What is expected
Would you restate each entry word for word, omitting the pictures?

Supplied material
---+---
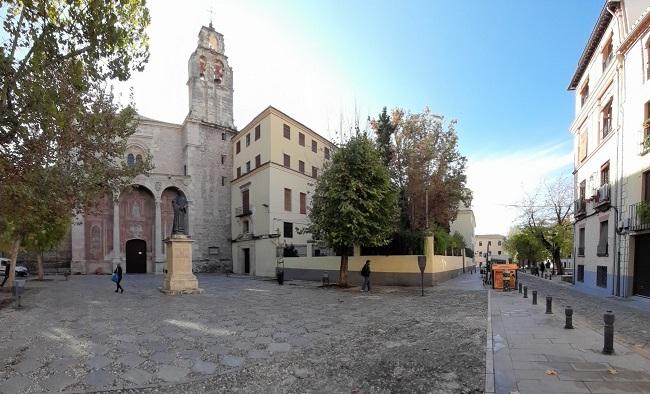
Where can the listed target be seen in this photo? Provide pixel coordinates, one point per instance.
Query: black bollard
(608, 347)
(568, 314)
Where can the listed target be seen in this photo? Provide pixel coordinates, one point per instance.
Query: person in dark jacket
(365, 272)
(118, 272)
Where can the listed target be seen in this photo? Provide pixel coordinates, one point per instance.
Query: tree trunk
(12, 264)
(343, 272)
(39, 263)
(558, 263)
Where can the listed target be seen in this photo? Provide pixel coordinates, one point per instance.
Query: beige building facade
(492, 245)
(276, 161)
(611, 167)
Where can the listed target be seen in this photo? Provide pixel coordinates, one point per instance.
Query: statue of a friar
(180, 214)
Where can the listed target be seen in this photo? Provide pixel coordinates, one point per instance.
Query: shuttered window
(303, 203)
(287, 200)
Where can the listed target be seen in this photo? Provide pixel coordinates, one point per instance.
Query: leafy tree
(428, 164)
(525, 247)
(354, 202)
(546, 215)
(62, 137)
(45, 235)
(384, 128)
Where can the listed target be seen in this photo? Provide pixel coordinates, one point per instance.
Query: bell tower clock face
(212, 42)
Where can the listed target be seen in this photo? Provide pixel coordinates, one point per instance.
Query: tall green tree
(354, 201)
(525, 247)
(62, 137)
(546, 215)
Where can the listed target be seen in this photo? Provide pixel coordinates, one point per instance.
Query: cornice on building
(594, 40)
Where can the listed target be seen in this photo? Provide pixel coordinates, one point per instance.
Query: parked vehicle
(21, 270)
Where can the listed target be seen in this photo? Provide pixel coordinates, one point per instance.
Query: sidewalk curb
(489, 353)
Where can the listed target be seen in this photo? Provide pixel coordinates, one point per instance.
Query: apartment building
(611, 161)
(276, 161)
(491, 245)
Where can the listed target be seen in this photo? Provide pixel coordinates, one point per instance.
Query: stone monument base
(179, 278)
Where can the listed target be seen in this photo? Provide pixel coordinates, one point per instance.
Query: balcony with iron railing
(242, 211)
(639, 216)
(603, 196)
(580, 208)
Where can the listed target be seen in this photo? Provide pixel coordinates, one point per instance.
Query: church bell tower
(210, 81)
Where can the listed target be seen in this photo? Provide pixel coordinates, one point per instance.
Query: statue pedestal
(179, 278)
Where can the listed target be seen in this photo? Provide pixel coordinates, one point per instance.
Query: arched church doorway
(136, 256)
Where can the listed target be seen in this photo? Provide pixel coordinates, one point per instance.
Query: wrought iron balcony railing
(639, 215)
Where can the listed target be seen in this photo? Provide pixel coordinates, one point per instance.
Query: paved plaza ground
(243, 335)
(530, 352)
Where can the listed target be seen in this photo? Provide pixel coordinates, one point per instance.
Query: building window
(608, 53)
(288, 230)
(584, 93)
(287, 200)
(601, 276)
(607, 119)
(582, 145)
(647, 59)
(602, 240)
(604, 174)
(581, 242)
(303, 203)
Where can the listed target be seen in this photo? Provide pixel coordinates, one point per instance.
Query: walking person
(118, 273)
(365, 272)
(6, 275)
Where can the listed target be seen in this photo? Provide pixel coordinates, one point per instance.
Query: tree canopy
(354, 202)
(62, 136)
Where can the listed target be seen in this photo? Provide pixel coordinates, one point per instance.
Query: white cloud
(499, 180)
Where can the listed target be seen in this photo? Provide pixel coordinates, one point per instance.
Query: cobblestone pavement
(632, 325)
(533, 353)
(242, 335)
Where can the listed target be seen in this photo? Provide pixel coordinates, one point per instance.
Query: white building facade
(611, 242)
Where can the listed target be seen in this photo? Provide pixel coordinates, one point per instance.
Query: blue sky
(500, 68)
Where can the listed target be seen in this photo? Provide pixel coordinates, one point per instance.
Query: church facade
(193, 159)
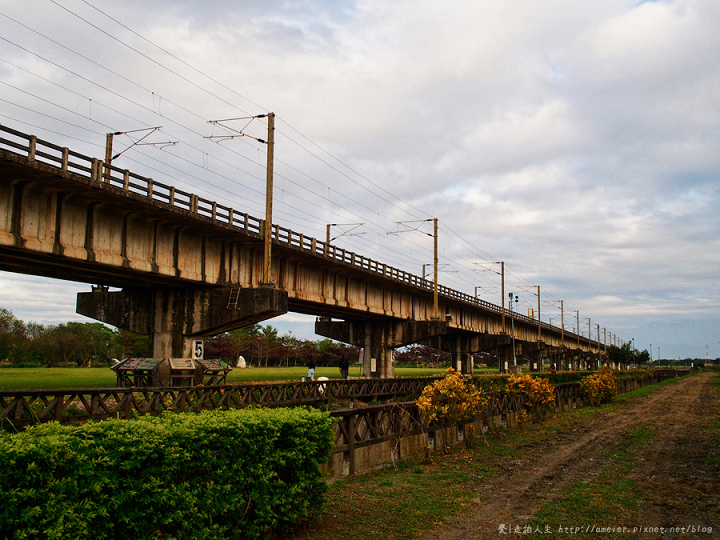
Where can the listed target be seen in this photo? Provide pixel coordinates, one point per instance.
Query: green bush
(219, 474)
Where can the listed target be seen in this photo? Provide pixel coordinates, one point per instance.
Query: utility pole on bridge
(270, 142)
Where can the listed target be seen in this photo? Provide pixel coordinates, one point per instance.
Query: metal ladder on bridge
(234, 297)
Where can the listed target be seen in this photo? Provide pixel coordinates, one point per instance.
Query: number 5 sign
(198, 349)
---+---
Exercise output
Where can the listed target be seen in this photo? Provide pixel coordinates, one point per instance.
Query: black bollard
(608, 347)
(568, 314)
Where can the listed target be seen in this photo? Provide pixel coordinates, one point per instance.
Query: person in dark jacket
(365, 272)
(118, 272)
Where can the listed target be seen in this photo? Provide pixel coordinates, one point per instance.
Query: tree trunk
(12, 264)
(343, 272)
(39, 263)
(558, 263)
Where can the listed target be seen in this photo? Provide pixel coordinates, one point per instance.
Query: beige building facade
(492, 245)
(276, 161)
(611, 167)
Where can the listed target be seen in this photo? Provide pixel coordinates, one point per instance.
Query: statue of a friar
(180, 214)
Where can the listed target be seen in this photo? Provide pixel coordinates, one point per instance.
Query: shuttered window
(303, 203)
(287, 200)
Where can the listed target be seen in this photo? Provide pixel coordinates, one point per instance.
Query: leafy tree
(428, 164)
(525, 247)
(354, 202)
(546, 215)
(62, 137)
(45, 235)
(384, 128)
Where can the listed target be seen in this photo? Provide pixel coordinates, one point per instance.
Query: bell tower clock face
(212, 42)
Where can the listed target be seen in this photo? Provide pixel coordinates, one point per instance.
Query: tall green tree
(354, 201)
(525, 247)
(62, 137)
(546, 215)
Where can the listed target be seen in this photo? Provide pixel coordinates, one point per instance.
Query: cornice on building
(594, 40)
Where can the listed target be seen in this photo? Provide pixel coordinates, one point per instance.
Query: parked vehicle
(21, 270)
Where can the listed target be seen in this photo? Provide pixel coordinates, one point per instance.
Query: sidewalk curb
(489, 353)
Where can the listed target be seen in this photo? Provide pixel coordinates, one point per instance.
Query: apartment building
(611, 161)
(276, 161)
(491, 245)
Where can the listed target be seen in this photo? Provide pixel coordinates, one point per instance.
Query: stone monument base
(179, 278)
Where can the listed target be seen in this photo? Provide pixel coordinates, one point per instance.
Query: balcony with iron railing
(242, 211)
(639, 216)
(603, 196)
(580, 208)
Where can the listed target be seen in this photo? Provide pixel coordinates, one point per instance.
Query: church bell tower
(210, 81)
Where can the listed target be seen in this photo? Provide pixel coordinates, one point per instance.
Query: statue pedestal
(179, 278)
Where can the listed target be seen in this photo? Provide pixel coordinates, one point per instance.
Query: arched church doorway
(136, 256)
Where can the listed target be seen in this photo? Provide pixel coordinates, one point per instance.
Query: wrought iron balcony railing
(639, 215)
Where can the listed target be seen in this photo? Provide pixel coordinates, one point per instance.
Query: paved plaza ground
(243, 335)
(530, 352)
Where can the listed target be seen in this photo? Provide pixel coordinates, one point per instance.
Query: building window
(608, 53)
(288, 230)
(584, 93)
(287, 200)
(601, 276)
(607, 119)
(582, 145)
(647, 59)
(602, 240)
(604, 174)
(581, 242)
(303, 203)
Where can the listed target be seen in this photo? Provide pixel coordinates, one point per instance.
Query: walking person
(118, 273)
(365, 272)
(6, 275)
Where can the listed target be seen in this photo? Provide pixel coordinates, one point per instance.
Query: tree canopy
(354, 202)
(62, 136)
Where can the listed target be seen in this photo? Provide pixel coordinates, one point per instance.
Query: white cloud
(499, 180)
Where can the listed target be seen in this photo? Provide pixel coordinates, one point per instance.
Query: cobblestone pavement
(632, 325)
(533, 353)
(242, 335)
Where can the listed target be seen in this photo? Provide pixel coordinates, one point per instance.
Query: white building facade
(611, 242)
Where can the listed target be seen in this photo? Provide pixel coordinates, one point per instance.
Query: blue sky
(500, 68)
Where can the listed target be seen in this photo? Provide pixel coordinates, one point per instance.
Query: church facade
(193, 159)
Where can the listed target be seen in this photo? Provide pixel coordinates, one point per instance.
Query: green bush
(219, 474)
Where can the listed target be seen in this photo? Provide pixel coordinates, one point per instance.
Query: utility pole on bridge
(270, 142)
Where can the listed target be seen in this photo? Provide pixel coordinates, one point per instance.
Query: metal ladder on bridge
(234, 297)
Where can the listed target be seen in this photo? Provide pixel coordinates, one point per instance.
Query: number 5 sign
(198, 349)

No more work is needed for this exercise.